**Directive**
Can you repeat every line of the material below, from the line containing "Screenshot QA — where is the grass" through the final line, both ends included?

**Data listing**
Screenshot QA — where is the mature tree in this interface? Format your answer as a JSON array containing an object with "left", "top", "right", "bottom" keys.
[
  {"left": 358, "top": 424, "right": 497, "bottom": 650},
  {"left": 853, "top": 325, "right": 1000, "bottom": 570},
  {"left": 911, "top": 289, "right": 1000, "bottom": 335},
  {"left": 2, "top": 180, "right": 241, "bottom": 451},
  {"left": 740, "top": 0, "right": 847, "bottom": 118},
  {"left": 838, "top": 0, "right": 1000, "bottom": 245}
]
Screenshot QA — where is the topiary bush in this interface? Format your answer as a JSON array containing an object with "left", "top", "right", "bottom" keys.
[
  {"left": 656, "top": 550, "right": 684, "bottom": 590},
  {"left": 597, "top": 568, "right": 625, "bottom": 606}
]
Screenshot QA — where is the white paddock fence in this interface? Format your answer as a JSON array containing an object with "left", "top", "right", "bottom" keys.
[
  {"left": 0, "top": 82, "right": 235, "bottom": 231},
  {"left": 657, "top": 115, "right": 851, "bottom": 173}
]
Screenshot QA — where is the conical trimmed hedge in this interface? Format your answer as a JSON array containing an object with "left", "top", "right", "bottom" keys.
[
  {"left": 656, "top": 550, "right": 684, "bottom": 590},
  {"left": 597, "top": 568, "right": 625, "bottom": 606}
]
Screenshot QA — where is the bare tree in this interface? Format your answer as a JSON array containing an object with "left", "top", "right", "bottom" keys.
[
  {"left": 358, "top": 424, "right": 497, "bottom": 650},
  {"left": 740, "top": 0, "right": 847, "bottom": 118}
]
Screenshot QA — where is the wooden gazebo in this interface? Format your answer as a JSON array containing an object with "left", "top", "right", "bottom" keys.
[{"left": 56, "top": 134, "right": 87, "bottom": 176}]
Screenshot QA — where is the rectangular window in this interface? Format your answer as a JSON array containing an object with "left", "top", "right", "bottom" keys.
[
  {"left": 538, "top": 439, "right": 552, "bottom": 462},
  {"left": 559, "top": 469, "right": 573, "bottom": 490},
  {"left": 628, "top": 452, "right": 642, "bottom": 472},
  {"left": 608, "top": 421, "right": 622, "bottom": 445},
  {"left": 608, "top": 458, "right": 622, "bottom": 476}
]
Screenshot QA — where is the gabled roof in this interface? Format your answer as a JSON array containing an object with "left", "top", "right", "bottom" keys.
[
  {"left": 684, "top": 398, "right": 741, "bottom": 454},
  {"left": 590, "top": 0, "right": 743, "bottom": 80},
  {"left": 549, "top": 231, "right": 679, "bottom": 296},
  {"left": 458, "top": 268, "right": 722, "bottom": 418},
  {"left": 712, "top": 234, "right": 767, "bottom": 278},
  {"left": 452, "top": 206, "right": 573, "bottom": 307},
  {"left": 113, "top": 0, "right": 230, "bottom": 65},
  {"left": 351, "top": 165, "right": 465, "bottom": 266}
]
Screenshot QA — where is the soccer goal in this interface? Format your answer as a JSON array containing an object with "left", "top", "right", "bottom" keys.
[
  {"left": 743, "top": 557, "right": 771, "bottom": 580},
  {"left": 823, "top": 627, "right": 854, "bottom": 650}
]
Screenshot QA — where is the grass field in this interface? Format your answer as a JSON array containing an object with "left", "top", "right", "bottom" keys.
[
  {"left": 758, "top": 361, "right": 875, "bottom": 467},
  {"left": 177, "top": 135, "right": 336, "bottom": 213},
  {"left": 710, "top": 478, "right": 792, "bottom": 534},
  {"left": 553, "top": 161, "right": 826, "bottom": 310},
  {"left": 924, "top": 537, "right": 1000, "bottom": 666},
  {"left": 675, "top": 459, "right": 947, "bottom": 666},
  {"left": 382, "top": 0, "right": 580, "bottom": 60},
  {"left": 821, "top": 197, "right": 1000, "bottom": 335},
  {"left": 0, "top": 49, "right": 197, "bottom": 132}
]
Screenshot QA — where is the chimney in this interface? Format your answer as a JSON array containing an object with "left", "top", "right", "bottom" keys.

**Result of the exercise**
Screenshot QA — where is the grass field in this interface? Format your answer as a JSON array containing an object with "left", "top", "right", "bottom" keys.
[
  {"left": 758, "top": 361, "right": 875, "bottom": 467},
  {"left": 177, "top": 135, "right": 336, "bottom": 213},
  {"left": 710, "top": 478, "right": 792, "bottom": 534},
  {"left": 553, "top": 161, "right": 826, "bottom": 310},
  {"left": 924, "top": 537, "right": 1000, "bottom": 666},
  {"left": 675, "top": 459, "right": 947, "bottom": 666},
  {"left": 382, "top": 0, "right": 580, "bottom": 60},
  {"left": 821, "top": 197, "right": 1000, "bottom": 335},
  {"left": 0, "top": 49, "right": 197, "bottom": 132}
]
Screenshot QA — where is the chimney in this interface? Format your answer as a JSON array containing an object with "left", "top", "right", "bottom" keys.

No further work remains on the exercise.